Exercise: Every line of the data below should be printed exactly. Nothing may be dropped.

Records from a collection:
= = = = =

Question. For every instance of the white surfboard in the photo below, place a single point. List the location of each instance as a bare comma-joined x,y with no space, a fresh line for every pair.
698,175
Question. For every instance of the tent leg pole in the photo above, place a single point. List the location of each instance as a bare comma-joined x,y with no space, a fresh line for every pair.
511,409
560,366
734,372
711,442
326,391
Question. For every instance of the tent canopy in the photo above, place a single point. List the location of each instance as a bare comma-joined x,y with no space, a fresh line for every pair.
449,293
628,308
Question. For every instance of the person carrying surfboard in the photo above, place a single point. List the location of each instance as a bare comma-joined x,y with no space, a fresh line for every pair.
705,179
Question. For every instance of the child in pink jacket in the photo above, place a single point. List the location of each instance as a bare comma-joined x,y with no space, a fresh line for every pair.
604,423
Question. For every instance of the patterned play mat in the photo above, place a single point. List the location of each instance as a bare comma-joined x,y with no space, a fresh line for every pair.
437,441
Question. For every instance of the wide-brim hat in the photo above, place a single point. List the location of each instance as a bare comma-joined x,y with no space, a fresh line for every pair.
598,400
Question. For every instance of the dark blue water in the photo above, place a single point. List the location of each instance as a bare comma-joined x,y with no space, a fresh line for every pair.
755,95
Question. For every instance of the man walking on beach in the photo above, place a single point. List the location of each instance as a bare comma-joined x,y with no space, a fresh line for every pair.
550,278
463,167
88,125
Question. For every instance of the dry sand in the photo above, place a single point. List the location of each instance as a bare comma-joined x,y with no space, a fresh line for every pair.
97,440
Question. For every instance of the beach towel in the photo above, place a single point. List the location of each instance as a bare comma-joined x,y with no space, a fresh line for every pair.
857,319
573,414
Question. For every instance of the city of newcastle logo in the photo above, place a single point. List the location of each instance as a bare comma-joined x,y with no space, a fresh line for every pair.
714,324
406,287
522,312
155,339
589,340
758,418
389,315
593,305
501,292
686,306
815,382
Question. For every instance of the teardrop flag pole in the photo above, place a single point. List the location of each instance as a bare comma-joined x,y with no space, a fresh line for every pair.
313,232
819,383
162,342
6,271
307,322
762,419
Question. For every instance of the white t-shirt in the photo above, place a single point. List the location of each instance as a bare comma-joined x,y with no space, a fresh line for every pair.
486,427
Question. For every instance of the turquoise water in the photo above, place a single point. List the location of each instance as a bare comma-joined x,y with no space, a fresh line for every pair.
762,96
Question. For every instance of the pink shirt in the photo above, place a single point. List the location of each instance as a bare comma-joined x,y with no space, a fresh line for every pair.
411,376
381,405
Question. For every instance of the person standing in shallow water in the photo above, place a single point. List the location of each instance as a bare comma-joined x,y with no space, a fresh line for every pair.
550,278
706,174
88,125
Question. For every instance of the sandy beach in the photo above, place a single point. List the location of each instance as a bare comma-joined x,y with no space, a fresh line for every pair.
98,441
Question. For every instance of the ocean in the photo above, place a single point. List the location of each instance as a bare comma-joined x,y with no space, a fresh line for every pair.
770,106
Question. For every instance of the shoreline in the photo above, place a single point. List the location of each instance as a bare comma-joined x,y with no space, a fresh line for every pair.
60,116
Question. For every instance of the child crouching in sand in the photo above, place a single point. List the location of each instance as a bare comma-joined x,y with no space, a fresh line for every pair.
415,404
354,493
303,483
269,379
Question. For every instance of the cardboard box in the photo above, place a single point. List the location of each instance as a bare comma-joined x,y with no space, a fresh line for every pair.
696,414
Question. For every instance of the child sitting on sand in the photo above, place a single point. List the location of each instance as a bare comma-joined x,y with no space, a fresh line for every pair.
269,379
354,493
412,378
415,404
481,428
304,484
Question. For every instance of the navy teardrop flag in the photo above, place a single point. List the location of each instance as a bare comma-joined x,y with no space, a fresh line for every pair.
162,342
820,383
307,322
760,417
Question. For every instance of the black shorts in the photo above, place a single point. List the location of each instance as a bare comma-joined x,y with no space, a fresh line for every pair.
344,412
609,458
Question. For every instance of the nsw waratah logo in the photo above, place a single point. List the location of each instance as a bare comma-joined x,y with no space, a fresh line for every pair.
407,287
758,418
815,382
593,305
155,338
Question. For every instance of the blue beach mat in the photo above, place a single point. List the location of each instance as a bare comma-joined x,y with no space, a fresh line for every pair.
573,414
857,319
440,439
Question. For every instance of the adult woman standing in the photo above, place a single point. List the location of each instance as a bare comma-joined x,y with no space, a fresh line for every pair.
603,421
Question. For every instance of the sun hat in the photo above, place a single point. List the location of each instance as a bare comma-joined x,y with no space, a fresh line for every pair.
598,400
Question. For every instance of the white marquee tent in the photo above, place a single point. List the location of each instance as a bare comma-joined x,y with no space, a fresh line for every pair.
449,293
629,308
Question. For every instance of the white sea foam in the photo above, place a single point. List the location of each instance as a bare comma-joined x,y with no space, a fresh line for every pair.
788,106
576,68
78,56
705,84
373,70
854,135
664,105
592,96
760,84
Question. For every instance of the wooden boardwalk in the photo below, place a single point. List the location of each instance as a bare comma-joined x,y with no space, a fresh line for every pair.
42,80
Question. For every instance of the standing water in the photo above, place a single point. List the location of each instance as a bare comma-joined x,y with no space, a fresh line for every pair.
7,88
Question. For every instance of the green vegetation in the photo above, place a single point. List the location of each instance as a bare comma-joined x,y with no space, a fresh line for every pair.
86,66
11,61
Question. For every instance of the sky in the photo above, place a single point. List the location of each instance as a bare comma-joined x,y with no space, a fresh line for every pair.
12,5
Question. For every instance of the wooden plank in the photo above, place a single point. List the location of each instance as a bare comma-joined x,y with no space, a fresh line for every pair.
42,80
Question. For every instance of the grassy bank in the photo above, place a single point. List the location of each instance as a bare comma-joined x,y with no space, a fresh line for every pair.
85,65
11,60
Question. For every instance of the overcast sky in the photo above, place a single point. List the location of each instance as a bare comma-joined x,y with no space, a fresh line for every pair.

= = = = =

Written solution:
Question. For every instance of the white surfboard in the photo below, place a single point. List the location of each instance as a bare comma-joined x,y with no space, a fresh line for every pair.
698,175
Question. For every instance of the tent leg pole in the photo above, place a single point. List the location of each instance as a bare comma-joined x,y with no space, a fresh line for every pair.
511,409
560,366
734,372
711,442
326,391
Question. For every instance of the tent canopy in the photo above, place a single point. List the location of each instance as a bare comma-joined x,y with no space, a fresh line for every pair.
449,293
628,308
Question. For every instance of the person carrying surfboard in the photo above, place a single point. List the location of each instance as a bare comma-joined x,y with no space, a fresh line for every pair.
705,179
Question. For every instance of the child in pink jacket in the photo above, place a single point. List the location of each instance as a bare comma-joined x,y with no space, a fresh line for every pair.
604,423
Question. For every instance of the patterned play mat in the photo above, place a single point. List the location of each instance as a bare comma-joined x,y with no space, a fresh line for every pair.
437,441
Question. For every instance of the wide-brim hat in the photo above, place a single point. List the location of each instance as a bare comma-joined x,y with no space, a fresh line for every pair.
598,400
Question. For every instance of the dark blue water in the photo above, place a single point. List the location of each instance as a bare comma-joined x,y with no space, a fresh line for every pair.
755,95
Question. For every instance of the man walking on beach in the photo above, place a single point. List the location of each instance as a bare comma-joined x,y with no space, a fresh line for every pair.
550,278
463,167
88,125
Question. For every instance of the dry sand in the photo above, place a single point. List the location of each instance as a bare comma-joined x,y with no space, a fresh line for every pair.
97,440
Question. For every instance of the beach towel in the photo above, place a single point. List the location of each instance as a bare comma-joined x,y with no space, a fresh line for every pair.
857,319
573,414
Question. For every instance of the city of newcastle logo in the photo above, place a single point. List the location of each instance as a bare comma-joined x,y with no space, a fresh line for every pair.
714,324
406,287
522,312
155,339
589,340
758,418
389,315
593,305
501,292
686,306
815,382
Question. For every instance of the teardrop flag pole in the photo above, place a single point. List the location of each instance as a bare comma-joined x,y with no space, a fresh line for every pair.
313,232
819,383
162,342
6,271
307,322
762,419
Question. For every instance of the white t-shirt in the photo above, place a single point. List the location of each instance as a bare comma-joined x,y with no space, a fresh line for every pair.
486,427
Question. For every instance of the turquoise water in the photo above, place a single point. List the location of each instance as a bare comma-joined x,y with no space, a fresh line for every pair.
762,96
Question. For every instance of the pink shirt in the photo above, place a single point. List the location of each instance as a bare comma-joined x,y with no space, a fresh line for every pair.
411,376
381,405
Question. For every instance of the person standing in shallow water in the photo above, place a single point. List the location of each instance as a bare comma-joined x,y with no space, a fresh line for every pair.
550,278
706,174
88,125
Question. For every instance of the sandy beach in the photo above, place a single point. List the location of each instance as a bare comma-joined x,y with no space, a fresh line for every pair.
98,441
Question. For every instance of the ocean in the photo above, place a single point. List the location of each instance as a bare comma-joined x,y with no space, a fresh line for every pair.
770,106
Question. For every instance of the shoreline in the photo above, place a single point. List the location of each instance as a bare comma-joined x,y with no space, a fresh line for every pair.
60,116
Question. For every instance of the child crouching in sand in the photo above, place a single point. List the location of each instance as a bare comma-joined x,y with no space, a fresh line for every pair.
415,404
354,493
303,483
269,379
Question. For every instance of the cardboard box in the photo above, place a single point. List the location of each instance as a bare comma-joined x,y with no space, a fresh line for every pair.
696,414
Question. For every instance of the child sitting on sand in the photo above, place a single point. List the location of each instance as a bare comma-joined x,y with no space, a fresh line for every pair.
269,379
354,493
412,378
415,404
481,428
304,484
Question. For every instance of the navy teardrop flag in the photo above, place a single point. List the location of each instance as a bare comma-joined x,y with no space, a fresh line for every pair.
162,342
820,383
307,322
760,417
Question. For every instance of the black shorts in the photo above, place a single point. List the location of each instance as a bare comma-joined x,y with no space, a fresh line for every pair.
344,412
609,458
Question. For every instance of the nsw waratah logo in the photo above, place a single point. List the location of each instance as a bare comma-joined x,y with no space, a fresh line for every pair.
407,287
758,418
815,382
593,305
155,338
Question. For every instance of the blue beach mat in the photo above, place a single point. List the location of each instance as a bare comma-joined x,y with no space, a fresh line for every pair.
573,414
857,319
440,439
Question. For every instance of the adult woman standing in the photo above, place a single point. List the location of each instance as a bare comma-joined x,y with no space, a fresh line for every pair.
603,421
Question. For every instance of the sun hat in the photo above, place a single point. List the location of each instance as a bare comma-joined x,y with no space, a fresh line for every pair.
598,400
Question. For every instance of the white marquee tent in the photo above, place a single point. List the location of each instance as a bare comma-joined x,y with no space, a fresh line for every pair.
449,293
629,308
Question. For every instance of the white sea foam in the photo above, place a single point. List the location of each instance as a bare comma-joined x,y with no space, a fresh line for every pair.
788,106
576,68
78,56
705,84
373,70
854,135
664,105
592,96
760,84
Question. For every instance of the wooden boardwalk in the photo below, place a single point. List the location of each instance as a bare comma-joined x,y with no space, a fresh line for every pair.
42,80
Question. For every instance of the standing water in the photo above, place a single point. List the location of each instance as a bare comma-joined x,y with no space, a fresh line for every pair.
7,88
Question. For every instance of the green vegetation in the photo above, place a single point. List the location of each instance as a bare comma-joined x,y with no space, a fresh line for every pair.
86,66
11,61
Question. For every instance of the sky in the photo above, place a single point. List the location of each instance as a bare comma-joined x,y with no space, a fresh line for every pair.
12,5
Question. For every instance of the wooden plank in the photo above, place a single point. List the location of each instance as a bare comma-joined x,y with no space, a fresh line for every pair.
42,80
Question. For every instance of the grassy bank in the photo above, place a single point. List the location of each instance as a bare comma-joined x,y with no space, a fresh line for every pair.
85,65
11,60
Question. For every instance of the overcast sky in the photo above, place a single point. List the location of each instance as a bare comma-joined x,y with no space, a fresh line for every pair.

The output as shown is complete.